« La Bibliophilie », de Ménippe, est paru dans La Vie parisienne du 19 mai 1928.
Les Sept plaies de l’après-guerre
I. — LA BIBLIOPHILIE
D. — Qu’est-ce que la bibliophilie ?
R. — La bibliophilie est la maladie du siècle. En 1830 on avait les vers de Lamartine ; avant la guerre c’était le tango ; maintenant on collectionne les livres : Vous voyez que ça ne va pas mieux !
D. — Quel genre de livres collectionne-t-on ?
R. — On collectionne beaucoup les livres illustrés : à cause des images ; et particulièrement les exemplaires numérotés : à cause du numéro.
D. — Quelle sorte de gens font collection de livres ?
R. — Mon Dieu, un peu tout le monde actuellement !… Les médecins beaucoup, surtout les chirurgiens… Vous comprenez, ces hommes, ils n’ont pas beaucoup de distractions : En ouvrant un ventre, en coupant une jambe, ils pensent : Avec cet argent-là, je vais me payer un beau Paul Valéry grand papier… Ça leur occupe l’esprit dans leur besogne ingrate ; ça verse un rayon d’idéal sur la triste réalité.

::::::::::

__À produire__:
Mettez à jour le passage du texte sur la bibliophilie qui commence par les mots contenant « R. — La bibliophilie » et se termine par « la triste réalité. ». Recopiez-le en remplaçant « les chirurgiens » par « les dentistes ».

__Entrées fournies__:
::::::::::

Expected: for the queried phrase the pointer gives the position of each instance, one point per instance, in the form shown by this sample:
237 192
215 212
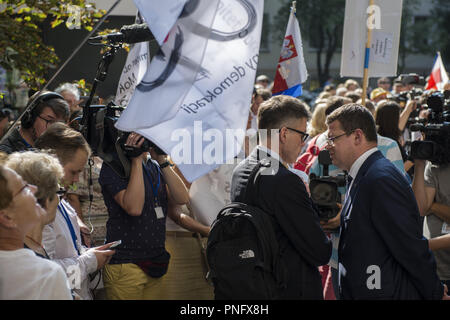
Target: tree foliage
21 42
322 21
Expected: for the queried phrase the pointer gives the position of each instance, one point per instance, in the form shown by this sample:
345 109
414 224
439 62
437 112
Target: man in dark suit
283 195
382 253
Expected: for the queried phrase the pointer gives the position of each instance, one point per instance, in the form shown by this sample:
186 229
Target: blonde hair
318 124
39 168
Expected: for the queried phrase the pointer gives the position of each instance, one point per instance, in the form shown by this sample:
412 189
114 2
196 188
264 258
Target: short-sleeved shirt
438 177
143 237
94 213
14 142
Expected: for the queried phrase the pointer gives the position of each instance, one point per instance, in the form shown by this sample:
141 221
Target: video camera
324 189
436 146
109 143
411 79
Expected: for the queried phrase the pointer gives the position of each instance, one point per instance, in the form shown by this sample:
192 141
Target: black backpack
242 250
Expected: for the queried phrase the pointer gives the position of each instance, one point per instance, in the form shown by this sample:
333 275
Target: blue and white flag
194 100
291 69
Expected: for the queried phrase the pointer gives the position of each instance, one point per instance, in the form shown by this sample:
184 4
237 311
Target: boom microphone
133 33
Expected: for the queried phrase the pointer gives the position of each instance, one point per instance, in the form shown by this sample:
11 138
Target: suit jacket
303 244
382 253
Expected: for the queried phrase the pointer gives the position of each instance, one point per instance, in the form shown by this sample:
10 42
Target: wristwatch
165 164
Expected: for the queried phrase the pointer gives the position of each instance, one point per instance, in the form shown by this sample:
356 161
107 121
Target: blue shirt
143 237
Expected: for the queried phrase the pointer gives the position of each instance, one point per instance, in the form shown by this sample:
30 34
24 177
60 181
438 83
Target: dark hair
63 140
278 110
383 79
369 105
5 113
5 192
352 95
335 102
59 106
387 116
354 116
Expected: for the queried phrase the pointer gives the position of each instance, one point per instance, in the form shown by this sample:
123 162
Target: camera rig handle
102 72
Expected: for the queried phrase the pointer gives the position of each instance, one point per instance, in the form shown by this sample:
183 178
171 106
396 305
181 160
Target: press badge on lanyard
158 209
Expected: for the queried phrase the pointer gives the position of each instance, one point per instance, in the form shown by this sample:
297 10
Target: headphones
30 115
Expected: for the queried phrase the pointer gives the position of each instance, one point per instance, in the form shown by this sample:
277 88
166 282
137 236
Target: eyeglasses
304 135
330 140
61 193
47 121
25 186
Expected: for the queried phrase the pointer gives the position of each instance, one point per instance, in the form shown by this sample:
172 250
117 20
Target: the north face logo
247 254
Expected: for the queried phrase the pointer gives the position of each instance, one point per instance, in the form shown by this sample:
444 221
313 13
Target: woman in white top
24 275
44 171
61 238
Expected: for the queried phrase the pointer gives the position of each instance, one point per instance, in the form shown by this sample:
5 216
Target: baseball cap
377 92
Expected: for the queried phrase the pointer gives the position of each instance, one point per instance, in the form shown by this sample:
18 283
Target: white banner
385 22
210 119
173 70
210 193
160 15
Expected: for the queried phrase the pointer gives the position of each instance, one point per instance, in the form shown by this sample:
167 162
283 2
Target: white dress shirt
57 241
25 276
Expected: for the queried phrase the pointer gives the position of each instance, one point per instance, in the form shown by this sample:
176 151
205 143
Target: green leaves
22 22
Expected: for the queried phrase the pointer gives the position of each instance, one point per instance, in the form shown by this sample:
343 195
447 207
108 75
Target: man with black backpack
275 254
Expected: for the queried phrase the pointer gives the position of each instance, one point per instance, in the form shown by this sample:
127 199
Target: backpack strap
267 233
251 188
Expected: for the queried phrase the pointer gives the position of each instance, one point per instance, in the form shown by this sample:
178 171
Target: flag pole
366 61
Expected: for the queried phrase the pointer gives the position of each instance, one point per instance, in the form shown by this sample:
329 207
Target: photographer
431 186
49 107
137 208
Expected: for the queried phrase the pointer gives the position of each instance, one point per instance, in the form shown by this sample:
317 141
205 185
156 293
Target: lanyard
29 146
69 224
154 190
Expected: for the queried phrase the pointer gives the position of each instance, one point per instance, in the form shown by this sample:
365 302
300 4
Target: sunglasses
304 134
61 193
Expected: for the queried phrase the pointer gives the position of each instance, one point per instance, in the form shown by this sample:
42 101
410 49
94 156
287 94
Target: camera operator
431 186
137 208
49 107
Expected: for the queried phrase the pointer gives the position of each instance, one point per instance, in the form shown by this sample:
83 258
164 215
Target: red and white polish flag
438 76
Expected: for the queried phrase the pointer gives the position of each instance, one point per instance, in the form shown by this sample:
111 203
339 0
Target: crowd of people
63 210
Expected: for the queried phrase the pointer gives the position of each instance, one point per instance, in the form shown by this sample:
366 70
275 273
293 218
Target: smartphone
115 244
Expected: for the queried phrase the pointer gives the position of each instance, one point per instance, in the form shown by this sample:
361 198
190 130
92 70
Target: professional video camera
324 189
109 143
436 146
411 79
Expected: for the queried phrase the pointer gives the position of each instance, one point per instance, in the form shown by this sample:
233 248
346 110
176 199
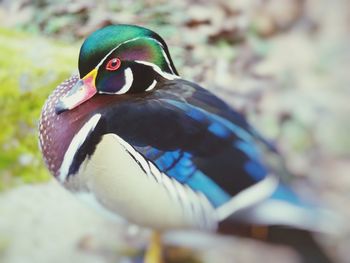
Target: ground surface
284 63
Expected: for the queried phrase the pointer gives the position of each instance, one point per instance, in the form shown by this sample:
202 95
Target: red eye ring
113 64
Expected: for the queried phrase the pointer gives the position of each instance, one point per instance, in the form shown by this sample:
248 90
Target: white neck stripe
75 144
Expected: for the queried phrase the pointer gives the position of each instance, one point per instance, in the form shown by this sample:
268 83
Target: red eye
113 64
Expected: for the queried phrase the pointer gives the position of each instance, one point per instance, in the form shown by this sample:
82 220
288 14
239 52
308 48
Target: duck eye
113 64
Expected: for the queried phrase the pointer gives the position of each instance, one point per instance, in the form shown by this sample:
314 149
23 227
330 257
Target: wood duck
160 151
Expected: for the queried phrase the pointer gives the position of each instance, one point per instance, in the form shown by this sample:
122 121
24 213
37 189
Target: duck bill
83 90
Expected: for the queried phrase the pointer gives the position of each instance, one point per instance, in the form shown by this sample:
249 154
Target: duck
132 136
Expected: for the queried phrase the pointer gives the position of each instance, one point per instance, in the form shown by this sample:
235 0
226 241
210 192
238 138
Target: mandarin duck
163 152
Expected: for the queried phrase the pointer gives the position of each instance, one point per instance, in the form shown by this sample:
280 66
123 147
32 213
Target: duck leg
154 253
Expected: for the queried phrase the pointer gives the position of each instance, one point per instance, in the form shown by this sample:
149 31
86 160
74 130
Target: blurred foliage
30 68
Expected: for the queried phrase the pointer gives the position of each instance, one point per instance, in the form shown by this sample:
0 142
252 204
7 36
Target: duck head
119 59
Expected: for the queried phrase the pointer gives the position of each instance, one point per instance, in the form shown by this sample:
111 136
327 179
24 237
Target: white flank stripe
75 144
154 83
157 69
129 78
90 199
196 206
248 197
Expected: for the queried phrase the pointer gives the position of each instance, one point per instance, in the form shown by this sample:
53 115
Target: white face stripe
157 69
134 39
75 144
195 205
151 87
129 78
248 197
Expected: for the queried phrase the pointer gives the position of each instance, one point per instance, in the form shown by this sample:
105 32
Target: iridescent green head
119 59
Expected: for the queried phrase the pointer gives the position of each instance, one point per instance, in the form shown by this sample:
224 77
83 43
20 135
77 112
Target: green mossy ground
30 68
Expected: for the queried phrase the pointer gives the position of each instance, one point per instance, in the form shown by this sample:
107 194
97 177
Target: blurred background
284 63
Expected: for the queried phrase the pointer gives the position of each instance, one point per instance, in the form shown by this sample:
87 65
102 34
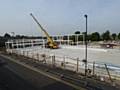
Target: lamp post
86 47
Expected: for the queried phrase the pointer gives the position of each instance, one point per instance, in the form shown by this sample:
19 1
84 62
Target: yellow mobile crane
50 43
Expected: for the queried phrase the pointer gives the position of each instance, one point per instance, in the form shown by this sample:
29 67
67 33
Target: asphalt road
16 77
29 73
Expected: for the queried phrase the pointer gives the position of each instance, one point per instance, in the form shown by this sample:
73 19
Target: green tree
118 36
77 32
106 35
7 35
114 36
95 36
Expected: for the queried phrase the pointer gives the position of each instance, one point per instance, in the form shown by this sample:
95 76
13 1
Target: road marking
43 73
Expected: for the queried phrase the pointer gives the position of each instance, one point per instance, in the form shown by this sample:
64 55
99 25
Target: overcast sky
59 16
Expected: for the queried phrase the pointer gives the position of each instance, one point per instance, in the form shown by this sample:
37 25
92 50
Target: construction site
75 62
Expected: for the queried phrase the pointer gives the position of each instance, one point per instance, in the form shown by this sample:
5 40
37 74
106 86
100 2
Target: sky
58 17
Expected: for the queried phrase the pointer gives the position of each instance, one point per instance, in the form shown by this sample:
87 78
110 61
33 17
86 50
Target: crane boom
51 43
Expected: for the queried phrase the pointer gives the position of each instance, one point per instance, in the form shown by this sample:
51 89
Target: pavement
44 77
17 77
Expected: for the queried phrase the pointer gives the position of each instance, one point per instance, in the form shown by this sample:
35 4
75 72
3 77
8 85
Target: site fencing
69 63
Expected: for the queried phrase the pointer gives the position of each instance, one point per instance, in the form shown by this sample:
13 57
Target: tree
118 36
7 35
106 35
95 36
77 32
114 36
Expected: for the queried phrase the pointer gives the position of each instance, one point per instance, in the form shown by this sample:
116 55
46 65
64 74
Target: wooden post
93 68
77 65
53 60
108 73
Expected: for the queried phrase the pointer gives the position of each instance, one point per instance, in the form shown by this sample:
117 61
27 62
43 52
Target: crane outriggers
50 44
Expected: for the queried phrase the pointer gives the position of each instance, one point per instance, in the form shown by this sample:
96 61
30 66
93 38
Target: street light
85 47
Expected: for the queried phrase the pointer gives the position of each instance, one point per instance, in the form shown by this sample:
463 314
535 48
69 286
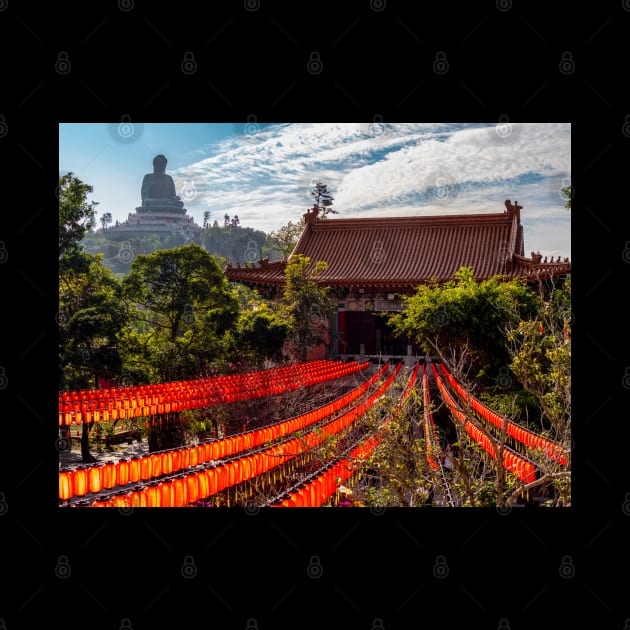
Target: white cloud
390 169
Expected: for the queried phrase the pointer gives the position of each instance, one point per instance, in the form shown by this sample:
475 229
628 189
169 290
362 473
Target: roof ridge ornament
311 215
512 207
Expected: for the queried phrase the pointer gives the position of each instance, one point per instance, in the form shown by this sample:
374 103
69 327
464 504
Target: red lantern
167 462
80 481
179 487
134 469
109 475
122 472
66 490
153 494
156 465
185 458
192 487
167 494
95 482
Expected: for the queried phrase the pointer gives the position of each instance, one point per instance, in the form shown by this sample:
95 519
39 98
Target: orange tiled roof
407 251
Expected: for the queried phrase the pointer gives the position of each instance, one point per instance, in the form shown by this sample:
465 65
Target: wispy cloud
265 175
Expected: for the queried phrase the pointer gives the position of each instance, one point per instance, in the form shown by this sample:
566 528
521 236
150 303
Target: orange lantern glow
80 481
66 490
156 464
153 494
109 475
122 472
134 470
95 482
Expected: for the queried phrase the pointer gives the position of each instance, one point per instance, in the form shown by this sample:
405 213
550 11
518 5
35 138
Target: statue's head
159 163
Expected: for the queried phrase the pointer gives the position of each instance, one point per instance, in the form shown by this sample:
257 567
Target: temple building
373 262
162 212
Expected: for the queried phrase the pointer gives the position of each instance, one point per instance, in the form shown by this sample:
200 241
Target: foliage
322 199
281 242
466 314
261 333
306 304
540 349
235 243
183 310
91 318
76 214
567 193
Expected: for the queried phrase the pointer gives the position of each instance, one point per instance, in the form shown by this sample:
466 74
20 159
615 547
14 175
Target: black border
374 566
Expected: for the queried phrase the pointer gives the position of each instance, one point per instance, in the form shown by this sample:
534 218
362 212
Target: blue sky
264 172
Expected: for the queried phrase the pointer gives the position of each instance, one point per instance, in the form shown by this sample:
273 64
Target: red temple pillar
341 332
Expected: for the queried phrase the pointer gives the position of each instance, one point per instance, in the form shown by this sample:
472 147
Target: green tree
322 199
262 333
465 315
76 214
183 304
540 348
281 242
106 219
91 314
567 193
91 319
307 304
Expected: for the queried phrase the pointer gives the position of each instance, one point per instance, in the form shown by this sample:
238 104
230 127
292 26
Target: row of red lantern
433 450
219 383
113 404
92 479
519 466
315 492
201 484
155 393
180 490
243 468
520 434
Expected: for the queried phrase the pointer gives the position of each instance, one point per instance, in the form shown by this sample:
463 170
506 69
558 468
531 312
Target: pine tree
323 199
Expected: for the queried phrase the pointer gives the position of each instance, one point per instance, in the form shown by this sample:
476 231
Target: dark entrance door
360 329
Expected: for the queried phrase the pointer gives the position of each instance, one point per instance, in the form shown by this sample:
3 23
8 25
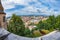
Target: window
4 19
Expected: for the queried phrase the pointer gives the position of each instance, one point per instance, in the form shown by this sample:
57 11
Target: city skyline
34 7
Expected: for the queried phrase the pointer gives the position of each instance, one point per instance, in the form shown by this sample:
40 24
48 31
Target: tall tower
2 16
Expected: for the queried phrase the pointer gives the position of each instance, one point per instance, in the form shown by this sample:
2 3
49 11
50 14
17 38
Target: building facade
2 16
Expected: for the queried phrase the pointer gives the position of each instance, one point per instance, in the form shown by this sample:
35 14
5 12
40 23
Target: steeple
1 8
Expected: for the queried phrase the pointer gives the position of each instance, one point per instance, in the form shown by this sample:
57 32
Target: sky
31 7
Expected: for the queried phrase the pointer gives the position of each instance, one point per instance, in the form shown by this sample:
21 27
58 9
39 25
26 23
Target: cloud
48 7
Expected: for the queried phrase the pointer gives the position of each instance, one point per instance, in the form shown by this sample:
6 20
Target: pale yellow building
2 16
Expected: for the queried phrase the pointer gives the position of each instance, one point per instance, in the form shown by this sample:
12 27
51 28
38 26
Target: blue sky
31 7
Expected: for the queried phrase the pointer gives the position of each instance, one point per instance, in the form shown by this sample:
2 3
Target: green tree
16 25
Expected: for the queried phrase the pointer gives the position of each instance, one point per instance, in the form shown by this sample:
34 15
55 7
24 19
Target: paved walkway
55 35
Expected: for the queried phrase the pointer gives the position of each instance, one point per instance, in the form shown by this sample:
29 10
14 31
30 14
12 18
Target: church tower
2 17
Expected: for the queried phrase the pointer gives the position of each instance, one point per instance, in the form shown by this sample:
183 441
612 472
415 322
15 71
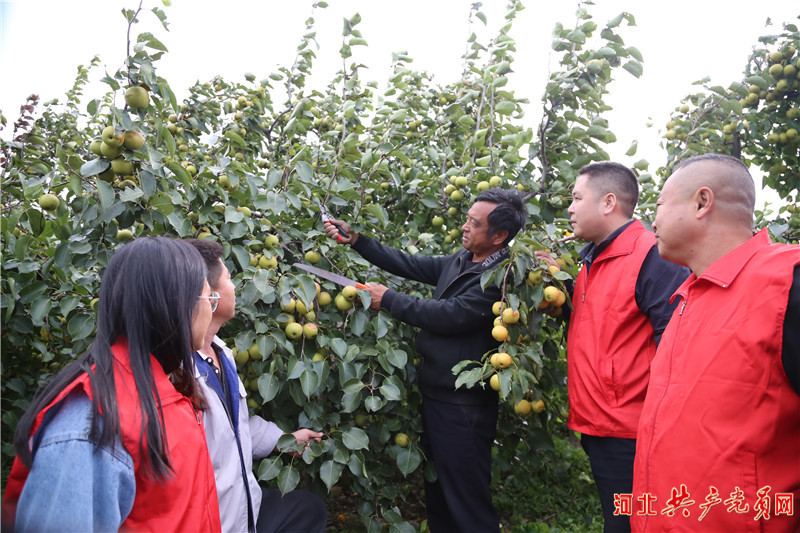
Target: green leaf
760 82
39 309
616 21
355 439
505 107
339 346
162 203
391 390
305 171
330 472
374 403
576 36
397 358
94 167
634 67
180 173
408 459
269 468
107 195
80 326
309 382
241 255
236 138
268 386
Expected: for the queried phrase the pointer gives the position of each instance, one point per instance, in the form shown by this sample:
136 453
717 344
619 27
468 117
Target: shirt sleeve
791 334
73 485
264 435
657 281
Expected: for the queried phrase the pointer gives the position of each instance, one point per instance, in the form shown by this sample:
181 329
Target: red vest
186 501
610 341
720 428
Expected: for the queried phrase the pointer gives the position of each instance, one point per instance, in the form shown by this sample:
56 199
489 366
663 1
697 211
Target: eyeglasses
214 299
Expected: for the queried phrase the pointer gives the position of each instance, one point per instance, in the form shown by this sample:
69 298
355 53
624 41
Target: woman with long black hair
115 440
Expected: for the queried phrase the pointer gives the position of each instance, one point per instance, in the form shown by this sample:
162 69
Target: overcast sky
43 41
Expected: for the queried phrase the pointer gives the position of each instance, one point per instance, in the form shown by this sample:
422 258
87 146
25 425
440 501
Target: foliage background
389 159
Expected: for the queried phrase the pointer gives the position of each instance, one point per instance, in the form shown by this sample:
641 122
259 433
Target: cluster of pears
265 260
553 298
306 328
113 141
295 330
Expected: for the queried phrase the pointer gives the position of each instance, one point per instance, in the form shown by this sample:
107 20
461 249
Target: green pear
112 138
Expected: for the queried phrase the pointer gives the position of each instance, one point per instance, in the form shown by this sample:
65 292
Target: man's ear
704 201
499 237
608 203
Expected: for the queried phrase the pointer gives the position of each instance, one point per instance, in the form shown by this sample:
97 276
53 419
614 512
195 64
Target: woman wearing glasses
115 440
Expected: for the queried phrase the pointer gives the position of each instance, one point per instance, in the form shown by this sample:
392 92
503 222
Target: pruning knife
326 217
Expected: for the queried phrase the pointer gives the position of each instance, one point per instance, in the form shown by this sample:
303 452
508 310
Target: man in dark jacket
455 325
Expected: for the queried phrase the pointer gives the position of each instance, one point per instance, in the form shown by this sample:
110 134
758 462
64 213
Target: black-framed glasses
214 299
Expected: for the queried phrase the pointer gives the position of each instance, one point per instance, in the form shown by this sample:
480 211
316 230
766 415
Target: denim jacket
73 486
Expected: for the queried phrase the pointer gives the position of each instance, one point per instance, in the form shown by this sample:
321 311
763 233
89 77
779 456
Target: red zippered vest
720 426
610 341
186 501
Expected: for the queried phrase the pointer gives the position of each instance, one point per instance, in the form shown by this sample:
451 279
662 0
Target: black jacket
455 324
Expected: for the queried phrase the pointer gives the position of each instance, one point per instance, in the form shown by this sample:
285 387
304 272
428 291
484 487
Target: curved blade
330 276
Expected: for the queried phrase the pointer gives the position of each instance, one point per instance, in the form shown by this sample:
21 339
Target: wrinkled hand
545 255
376 291
333 232
303 436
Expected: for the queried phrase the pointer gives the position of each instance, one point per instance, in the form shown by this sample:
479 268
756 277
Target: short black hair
211 253
509 215
610 177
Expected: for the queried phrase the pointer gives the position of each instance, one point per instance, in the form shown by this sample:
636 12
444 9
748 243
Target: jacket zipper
660 403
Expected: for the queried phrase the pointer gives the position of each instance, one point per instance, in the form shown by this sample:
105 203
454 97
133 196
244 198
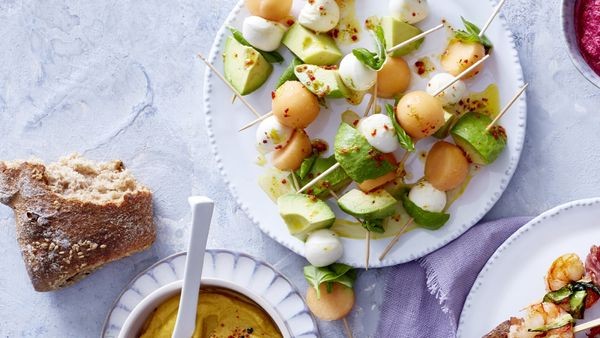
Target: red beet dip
587 22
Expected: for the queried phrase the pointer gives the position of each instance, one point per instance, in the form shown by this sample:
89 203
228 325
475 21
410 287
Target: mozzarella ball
263 34
452 94
420 114
379 131
323 248
393 78
291 156
355 74
410 11
272 135
446 166
294 105
320 15
459 56
427 197
273 10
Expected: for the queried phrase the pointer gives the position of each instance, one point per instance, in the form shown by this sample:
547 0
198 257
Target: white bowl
132 326
570 36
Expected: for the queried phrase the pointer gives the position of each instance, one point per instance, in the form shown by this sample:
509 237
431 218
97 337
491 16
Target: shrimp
539 316
565 269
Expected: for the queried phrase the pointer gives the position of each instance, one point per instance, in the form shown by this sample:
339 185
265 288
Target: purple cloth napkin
424 298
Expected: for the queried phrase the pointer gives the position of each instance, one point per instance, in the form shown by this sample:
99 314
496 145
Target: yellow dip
221 313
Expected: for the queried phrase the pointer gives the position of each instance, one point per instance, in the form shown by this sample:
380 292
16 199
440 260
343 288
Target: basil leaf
471 34
289 74
271 57
405 141
426 219
335 273
373 225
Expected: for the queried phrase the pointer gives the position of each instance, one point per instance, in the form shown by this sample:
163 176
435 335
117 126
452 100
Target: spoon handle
202 209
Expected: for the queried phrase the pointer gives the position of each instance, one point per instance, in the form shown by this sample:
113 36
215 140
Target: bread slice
75 215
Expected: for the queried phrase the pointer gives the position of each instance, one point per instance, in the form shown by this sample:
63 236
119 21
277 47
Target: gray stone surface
119 79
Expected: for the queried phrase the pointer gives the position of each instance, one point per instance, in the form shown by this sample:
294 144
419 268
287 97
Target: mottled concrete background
119 79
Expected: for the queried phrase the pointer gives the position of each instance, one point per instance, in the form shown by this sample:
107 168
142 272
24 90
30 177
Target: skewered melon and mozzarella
410 11
274 10
393 78
271 135
452 94
420 114
379 131
427 197
323 248
263 34
320 15
355 74
460 55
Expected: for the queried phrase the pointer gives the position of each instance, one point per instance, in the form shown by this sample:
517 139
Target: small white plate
513 278
236 156
240 269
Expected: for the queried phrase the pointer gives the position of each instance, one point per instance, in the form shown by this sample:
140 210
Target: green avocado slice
481 146
425 219
375 205
396 32
311 48
244 67
304 214
321 81
357 157
336 180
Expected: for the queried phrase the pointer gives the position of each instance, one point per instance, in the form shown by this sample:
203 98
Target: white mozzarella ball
323 248
426 197
320 15
272 135
379 131
451 95
263 34
410 11
355 74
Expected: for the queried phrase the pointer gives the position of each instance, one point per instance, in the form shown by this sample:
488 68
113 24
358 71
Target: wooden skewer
395 240
505 109
228 84
415 38
461 75
347 327
586 326
318 178
264 117
491 18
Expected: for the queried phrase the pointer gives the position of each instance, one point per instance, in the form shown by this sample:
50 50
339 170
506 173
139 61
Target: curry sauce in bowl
221 313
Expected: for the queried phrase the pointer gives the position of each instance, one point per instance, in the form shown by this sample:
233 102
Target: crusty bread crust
63 240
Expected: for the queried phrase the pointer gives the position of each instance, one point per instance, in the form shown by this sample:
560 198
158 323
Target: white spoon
202 208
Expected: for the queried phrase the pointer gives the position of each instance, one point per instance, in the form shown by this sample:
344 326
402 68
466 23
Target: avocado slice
315 49
304 214
322 81
396 31
245 68
481 146
336 180
443 132
425 219
357 157
375 205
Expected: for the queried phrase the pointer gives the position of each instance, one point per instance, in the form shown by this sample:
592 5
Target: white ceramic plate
236 156
240 269
514 276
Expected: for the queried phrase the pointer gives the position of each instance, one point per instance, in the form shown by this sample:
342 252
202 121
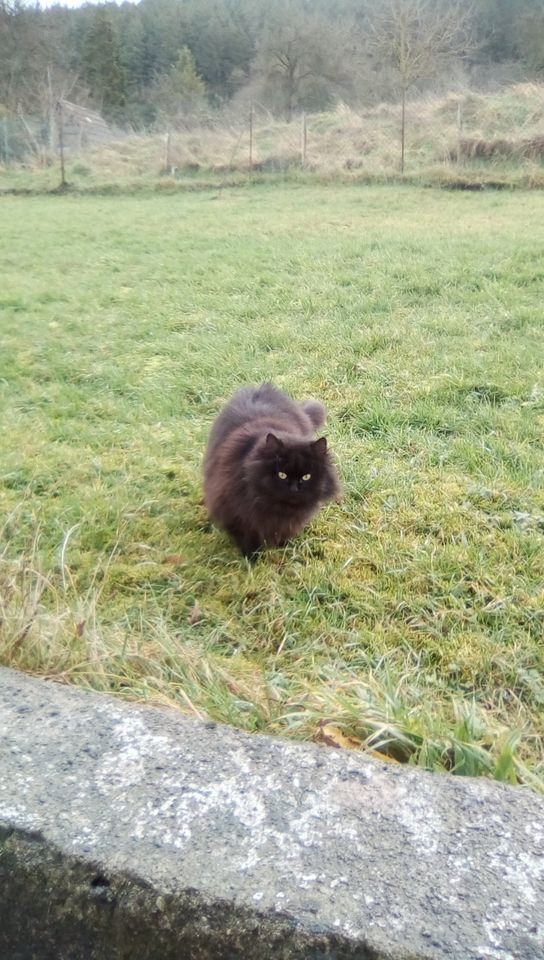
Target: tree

::::::::::

__Résultat obtenu__:
R. — La bibliophilie est la maladie du siècle. En 1830 on avait les vers de Lamartine ; avant la guerre c’était le tango ; maintenant on collectionne les livres : Vous voyez que ça ne va pas mieux !
D. — Quel genre de livres collectionne-t-on ?
R. — On collectionne beaucoup les livres illustrés : à cause des images ; et particulièrement les exemplaires numérotés : à cause du numéro.
D. — Quelle sorte de gens font collection de livres ?
R. — Mon Dieu, un peu tout le monde actuellement !… Les médecins beaucoup, surtout les dentistes… Vous comprenez, ces hommes, ils n’ont pas beaucoup de distractions : En ouvrant un ventre, en coupant une jambe, ils pensent : Avec cet argent-là, je vais me payer un beau Paul Valéry grand papier… Ça leur occupe l’esprit dans leur besogne ingrate ; ça verse un rayon d’idéal sur la triste réalité.